* Exercise instructions: Will you quote the lines below verbatim, from the very first one through the line that contains "xmin=673 ymin=170 xmax=733 ymax=254", both included? Omit the pictures from your reply.
[BEGIN Task input]
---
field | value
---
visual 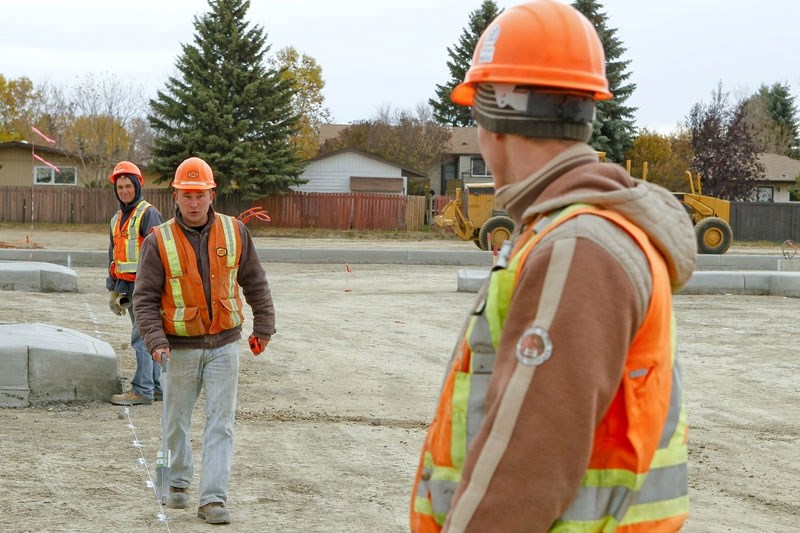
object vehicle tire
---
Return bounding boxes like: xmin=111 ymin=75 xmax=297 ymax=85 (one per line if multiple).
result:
xmin=478 ymin=216 xmax=514 ymax=251
xmin=694 ymin=217 xmax=733 ymax=255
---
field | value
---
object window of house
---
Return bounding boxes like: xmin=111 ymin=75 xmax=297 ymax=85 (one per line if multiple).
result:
xmin=33 ymin=166 xmax=78 ymax=185
xmin=756 ymin=187 xmax=775 ymax=203
xmin=470 ymin=157 xmax=492 ymax=177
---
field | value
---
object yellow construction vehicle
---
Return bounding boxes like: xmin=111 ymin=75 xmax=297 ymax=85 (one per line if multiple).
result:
xmin=627 ymin=161 xmax=733 ymax=255
xmin=433 ymin=181 xmax=514 ymax=250
xmin=673 ymin=170 xmax=733 ymax=254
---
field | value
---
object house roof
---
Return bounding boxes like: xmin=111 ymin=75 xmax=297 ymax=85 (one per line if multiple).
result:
xmin=758 ymin=153 xmax=800 ymax=183
xmin=319 ymin=124 xmax=481 ymax=155
xmin=307 ymin=148 xmax=426 ymax=178
xmin=319 ymin=124 xmax=349 ymax=146
xmin=450 ymin=126 xmax=481 ymax=154
xmin=0 ymin=141 xmax=75 ymax=157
[END Task input]
* Task output:
---
field | value
---
visual 
object vehicle tire
---
Return bounding boxes like: xmin=111 ymin=75 xmax=297 ymax=85 (one per line if multiple).
result:
xmin=478 ymin=216 xmax=514 ymax=251
xmin=694 ymin=217 xmax=733 ymax=255
---
field | value
---
object window of house
---
Return bounding boxes like: xmin=111 ymin=75 xmax=297 ymax=85 (one per line if multiple).
result:
xmin=33 ymin=166 xmax=78 ymax=185
xmin=756 ymin=187 xmax=775 ymax=203
xmin=470 ymin=157 xmax=492 ymax=177
---
field | value
---
object yellow construction vehicle
---
Return bounding boxes like: xmin=111 ymin=75 xmax=297 ymax=85 (one per line if multiple).
result:
xmin=627 ymin=161 xmax=733 ymax=255
xmin=433 ymin=181 xmax=514 ymax=250
xmin=673 ymin=170 xmax=733 ymax=254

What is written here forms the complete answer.